__Problem requirements__
Copy out every line in the data below that contains the word "flare".

__Provided data__
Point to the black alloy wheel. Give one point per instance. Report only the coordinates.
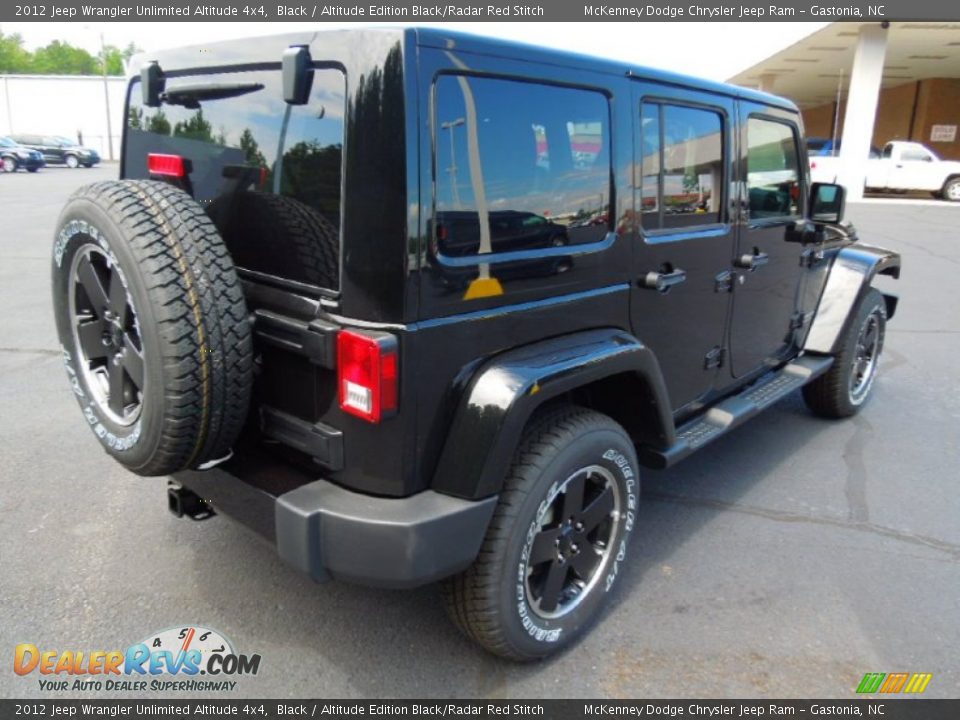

---

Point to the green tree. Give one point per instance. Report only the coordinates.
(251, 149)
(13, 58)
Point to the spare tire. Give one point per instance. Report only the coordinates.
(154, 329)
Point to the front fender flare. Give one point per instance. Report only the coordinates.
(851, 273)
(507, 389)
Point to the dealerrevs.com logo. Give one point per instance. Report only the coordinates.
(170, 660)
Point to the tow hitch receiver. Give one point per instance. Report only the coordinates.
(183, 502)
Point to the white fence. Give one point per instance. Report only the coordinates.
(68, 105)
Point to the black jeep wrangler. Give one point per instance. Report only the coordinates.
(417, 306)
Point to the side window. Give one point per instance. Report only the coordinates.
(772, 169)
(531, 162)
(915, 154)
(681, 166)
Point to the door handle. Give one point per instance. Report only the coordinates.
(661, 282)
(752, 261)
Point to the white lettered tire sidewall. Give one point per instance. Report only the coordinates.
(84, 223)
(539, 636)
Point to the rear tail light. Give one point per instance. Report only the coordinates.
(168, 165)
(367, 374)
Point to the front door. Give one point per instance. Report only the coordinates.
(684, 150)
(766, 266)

---

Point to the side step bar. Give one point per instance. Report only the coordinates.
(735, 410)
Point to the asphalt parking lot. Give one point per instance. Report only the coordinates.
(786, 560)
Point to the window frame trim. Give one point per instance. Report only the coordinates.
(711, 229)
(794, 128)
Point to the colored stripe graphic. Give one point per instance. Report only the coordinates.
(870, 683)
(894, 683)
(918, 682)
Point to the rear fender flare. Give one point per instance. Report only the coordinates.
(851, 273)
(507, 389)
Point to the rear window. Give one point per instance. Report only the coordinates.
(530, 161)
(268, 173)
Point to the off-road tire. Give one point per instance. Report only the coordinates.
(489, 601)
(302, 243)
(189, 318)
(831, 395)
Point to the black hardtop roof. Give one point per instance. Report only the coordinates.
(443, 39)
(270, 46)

__Problem solution__
Point to the front fender flare. Give one point per instance. Report only the coordinates.
Point to the rear fender flare. Give one point per instance. Report only the coordinates.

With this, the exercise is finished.